Recorded data:
★ ★ ★ ★ ★

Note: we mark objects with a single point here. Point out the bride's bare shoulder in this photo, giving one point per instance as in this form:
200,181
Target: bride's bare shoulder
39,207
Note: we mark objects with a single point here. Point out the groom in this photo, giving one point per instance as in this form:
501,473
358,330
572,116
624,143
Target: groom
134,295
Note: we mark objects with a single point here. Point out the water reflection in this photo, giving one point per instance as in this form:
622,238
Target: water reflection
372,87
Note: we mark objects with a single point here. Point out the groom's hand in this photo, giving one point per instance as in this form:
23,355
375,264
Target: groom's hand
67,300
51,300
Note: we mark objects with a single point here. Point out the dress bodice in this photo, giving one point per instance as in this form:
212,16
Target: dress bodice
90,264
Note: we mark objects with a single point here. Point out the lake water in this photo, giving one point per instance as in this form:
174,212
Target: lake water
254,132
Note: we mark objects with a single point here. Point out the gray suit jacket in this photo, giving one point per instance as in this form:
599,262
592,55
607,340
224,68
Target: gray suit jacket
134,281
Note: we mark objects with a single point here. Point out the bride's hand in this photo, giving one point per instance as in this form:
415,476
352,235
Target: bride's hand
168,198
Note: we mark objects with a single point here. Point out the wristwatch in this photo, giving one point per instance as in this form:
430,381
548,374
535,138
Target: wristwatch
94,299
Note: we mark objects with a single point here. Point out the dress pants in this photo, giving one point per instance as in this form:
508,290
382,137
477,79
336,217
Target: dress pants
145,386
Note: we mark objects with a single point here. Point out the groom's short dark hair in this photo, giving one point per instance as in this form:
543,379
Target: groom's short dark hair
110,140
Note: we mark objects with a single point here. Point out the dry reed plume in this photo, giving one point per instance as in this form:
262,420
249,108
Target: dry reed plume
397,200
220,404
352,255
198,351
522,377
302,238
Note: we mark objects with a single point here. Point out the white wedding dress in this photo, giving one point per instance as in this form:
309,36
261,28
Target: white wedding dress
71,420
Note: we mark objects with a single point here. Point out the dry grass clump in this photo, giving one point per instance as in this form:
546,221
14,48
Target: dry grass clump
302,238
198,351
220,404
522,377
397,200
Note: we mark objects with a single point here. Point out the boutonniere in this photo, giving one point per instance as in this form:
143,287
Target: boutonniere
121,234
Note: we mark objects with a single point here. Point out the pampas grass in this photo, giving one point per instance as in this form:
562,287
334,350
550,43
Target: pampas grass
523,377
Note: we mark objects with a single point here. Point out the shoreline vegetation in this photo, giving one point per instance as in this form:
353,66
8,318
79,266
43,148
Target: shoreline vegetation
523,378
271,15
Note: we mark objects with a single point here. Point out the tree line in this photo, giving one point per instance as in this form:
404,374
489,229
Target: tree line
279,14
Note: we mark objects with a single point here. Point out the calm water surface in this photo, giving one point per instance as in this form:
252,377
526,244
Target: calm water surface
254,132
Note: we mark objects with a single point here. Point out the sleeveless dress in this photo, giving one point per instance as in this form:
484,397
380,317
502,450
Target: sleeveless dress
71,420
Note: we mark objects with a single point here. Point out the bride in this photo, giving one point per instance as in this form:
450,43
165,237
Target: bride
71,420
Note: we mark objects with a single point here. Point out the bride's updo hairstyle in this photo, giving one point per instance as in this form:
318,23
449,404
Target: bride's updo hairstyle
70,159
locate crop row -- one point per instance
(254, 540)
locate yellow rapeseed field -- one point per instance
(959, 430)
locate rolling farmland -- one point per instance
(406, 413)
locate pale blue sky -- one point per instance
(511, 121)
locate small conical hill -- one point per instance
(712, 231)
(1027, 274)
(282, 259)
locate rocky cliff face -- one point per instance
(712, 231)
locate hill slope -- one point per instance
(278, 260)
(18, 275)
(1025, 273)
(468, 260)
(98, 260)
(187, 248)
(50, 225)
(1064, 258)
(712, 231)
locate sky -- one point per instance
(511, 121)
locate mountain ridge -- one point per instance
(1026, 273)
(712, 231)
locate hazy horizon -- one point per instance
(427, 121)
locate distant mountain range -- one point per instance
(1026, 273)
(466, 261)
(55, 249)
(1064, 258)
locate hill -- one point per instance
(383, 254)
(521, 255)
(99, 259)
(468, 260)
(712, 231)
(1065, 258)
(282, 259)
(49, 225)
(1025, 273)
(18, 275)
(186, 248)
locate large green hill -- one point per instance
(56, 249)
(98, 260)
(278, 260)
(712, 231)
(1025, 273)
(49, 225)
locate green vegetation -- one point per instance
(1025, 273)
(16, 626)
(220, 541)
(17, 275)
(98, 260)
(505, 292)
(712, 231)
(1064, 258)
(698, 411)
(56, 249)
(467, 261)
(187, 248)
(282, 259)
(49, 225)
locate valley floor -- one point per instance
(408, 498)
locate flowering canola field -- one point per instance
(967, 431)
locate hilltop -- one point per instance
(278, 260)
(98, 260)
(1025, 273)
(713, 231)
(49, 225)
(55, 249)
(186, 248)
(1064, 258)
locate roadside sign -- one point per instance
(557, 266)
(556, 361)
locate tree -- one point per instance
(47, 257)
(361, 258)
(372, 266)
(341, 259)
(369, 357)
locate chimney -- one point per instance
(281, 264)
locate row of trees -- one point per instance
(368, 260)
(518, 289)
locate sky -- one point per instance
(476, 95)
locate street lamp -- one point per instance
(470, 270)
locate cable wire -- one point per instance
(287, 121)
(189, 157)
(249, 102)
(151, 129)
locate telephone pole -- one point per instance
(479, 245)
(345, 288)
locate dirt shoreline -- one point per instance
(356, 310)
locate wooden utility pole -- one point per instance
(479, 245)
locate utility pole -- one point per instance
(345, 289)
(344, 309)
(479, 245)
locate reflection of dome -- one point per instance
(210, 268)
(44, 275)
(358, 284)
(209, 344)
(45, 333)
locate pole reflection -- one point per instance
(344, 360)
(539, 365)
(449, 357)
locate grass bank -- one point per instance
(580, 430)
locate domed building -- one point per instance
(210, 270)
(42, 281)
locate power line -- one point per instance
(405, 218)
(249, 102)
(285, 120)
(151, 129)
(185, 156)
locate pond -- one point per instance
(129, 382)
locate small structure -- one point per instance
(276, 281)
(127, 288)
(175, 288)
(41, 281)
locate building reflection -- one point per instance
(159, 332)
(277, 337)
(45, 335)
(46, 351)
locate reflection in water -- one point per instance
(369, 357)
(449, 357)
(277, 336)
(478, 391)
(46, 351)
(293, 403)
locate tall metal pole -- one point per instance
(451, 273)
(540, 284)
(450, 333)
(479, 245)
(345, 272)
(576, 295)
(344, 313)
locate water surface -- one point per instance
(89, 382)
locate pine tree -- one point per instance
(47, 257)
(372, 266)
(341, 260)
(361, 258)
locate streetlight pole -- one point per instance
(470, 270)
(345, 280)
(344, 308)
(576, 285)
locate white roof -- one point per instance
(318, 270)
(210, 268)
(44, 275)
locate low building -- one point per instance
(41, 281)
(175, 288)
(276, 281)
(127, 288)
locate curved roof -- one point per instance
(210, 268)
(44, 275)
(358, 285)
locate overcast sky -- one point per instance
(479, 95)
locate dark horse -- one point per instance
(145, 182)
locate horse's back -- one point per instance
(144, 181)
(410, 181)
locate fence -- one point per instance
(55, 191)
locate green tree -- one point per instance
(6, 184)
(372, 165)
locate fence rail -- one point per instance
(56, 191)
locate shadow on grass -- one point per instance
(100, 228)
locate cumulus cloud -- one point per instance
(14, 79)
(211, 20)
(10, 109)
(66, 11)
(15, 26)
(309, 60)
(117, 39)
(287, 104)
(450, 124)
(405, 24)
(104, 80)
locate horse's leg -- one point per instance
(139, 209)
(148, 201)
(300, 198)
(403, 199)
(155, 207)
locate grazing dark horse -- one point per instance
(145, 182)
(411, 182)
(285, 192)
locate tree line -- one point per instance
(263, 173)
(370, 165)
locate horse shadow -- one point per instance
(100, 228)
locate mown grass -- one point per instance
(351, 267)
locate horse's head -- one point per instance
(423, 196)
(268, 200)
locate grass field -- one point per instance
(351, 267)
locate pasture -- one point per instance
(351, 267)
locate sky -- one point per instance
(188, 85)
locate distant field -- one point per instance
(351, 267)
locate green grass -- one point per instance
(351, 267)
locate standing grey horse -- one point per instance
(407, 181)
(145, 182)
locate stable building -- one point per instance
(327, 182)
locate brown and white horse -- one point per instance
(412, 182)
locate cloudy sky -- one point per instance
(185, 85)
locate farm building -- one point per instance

★ ★ ★ ★ ★

* [Directions for this task]:
Output the data verbatim from the line that contains "locate grazing dark" through the last line of the data, including both ends.

* [Exercise response]:
locate grazing dark horse -- one point per instance
(145, 182)
(411, 182)
(285, 192)
locate tree line -- one point per instance
(263, 173)
(370, 165)
locate horse shadow -- one point per instance
(100, 228)
locate mown grass -- one point per instance
(351, 267)
locate horse's head -- one point per instance
(423, 196)
(268, 200)
locate grass field -- one point per instance
(351, 267)
locate pasture -- one point per instance
(351, 267)
locate sky -- one point per instance
(188, 85)
locate distant field -- one point per instance
(351, 267)
locate green grass -- one point per instance
(351, 267)
locate standing grey horse -- one point per instance
(407, 181)
(145, 182)
locate stable building -- one point per instance
(327, 182)
locate brown and white horse -- one point per instance
(412, 182)
locate cloudy sky -- one point per instance
(185, 85)
locate farm building -- one point per instance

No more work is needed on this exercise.